THE EXERCISE:
Please rewrite the listing below with "berry topping" swapped for "strawberry topping" and everything else unchanged, and leave the pictures out of your answer.

DATASET CONTENT:
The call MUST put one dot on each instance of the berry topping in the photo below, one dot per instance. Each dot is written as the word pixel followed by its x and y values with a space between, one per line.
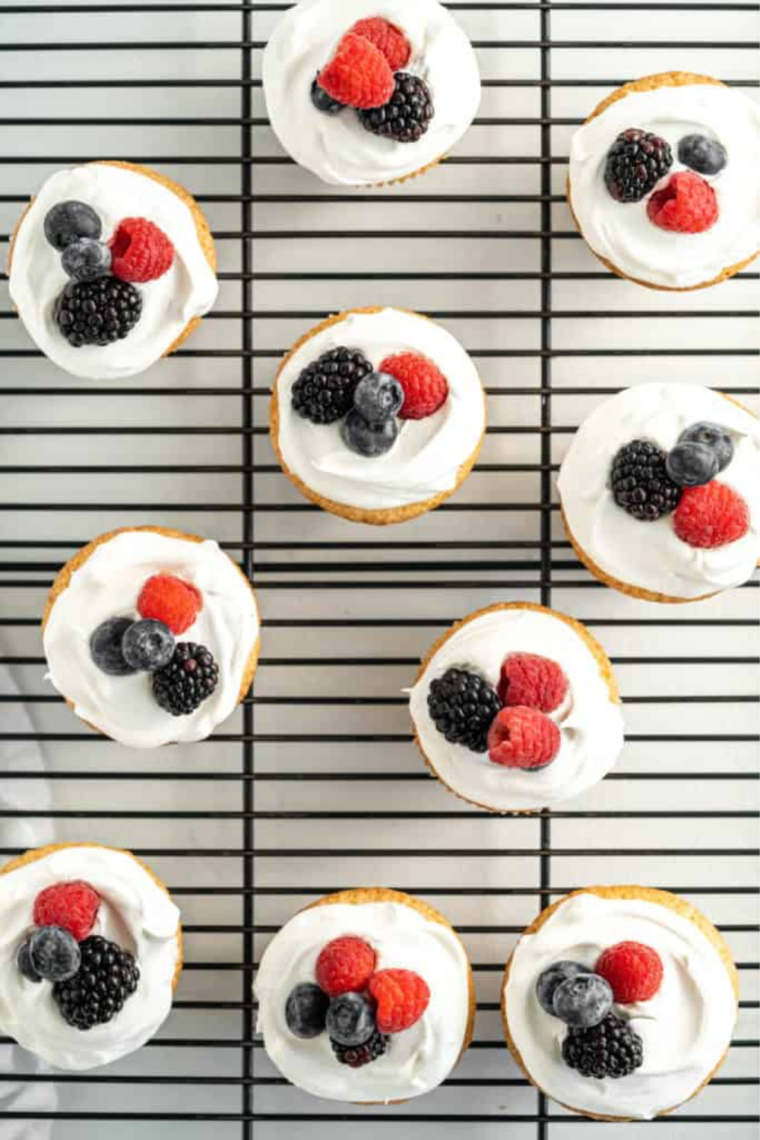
pixel 408 113
pixel 345 966
pixel 522 738
pixel 402 996
pixel 107 977
pixel 106 648
pixel 148 645
pixel 305 1011
pixel 463 706
pixel 632 970
pixel 170 600
pixel 68 221
pixel 97 312
pixel 324 391
pixel 611 1049
pixel 640 483
pixel 686 205
pixel 636 162
pixel 359 74
pixel 71 905
pixel 140 251
pixel 711 516
pixel 704 155
pixel 425 388
pixel 533 682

CORRECT ANSWER:
The call MUST put one dot on each instance of the strawberry topping in the photo below, one dot per instance. Each dot is written as the word pixel followed by its x and y values with a space between, one per line.
pixel 408 113
pixel 345 966
pixel 522 738
pixel 402 996
pixel 107 977
pixel 106 648
pixel 148 645
pixel 305 1011
pixel 463 706
pixel 632 970
pixel 170 600
pixel 68 221
pixel 97 312
pixel 324 391
pixel 611 1049
pixel 640 483
pixel 686 205
pixel 636 162
pixel 359 74
pixel 71 905
pixel 140 251
pixel 711 516
pixel 704 155
pixel 425 388
pixel 533 682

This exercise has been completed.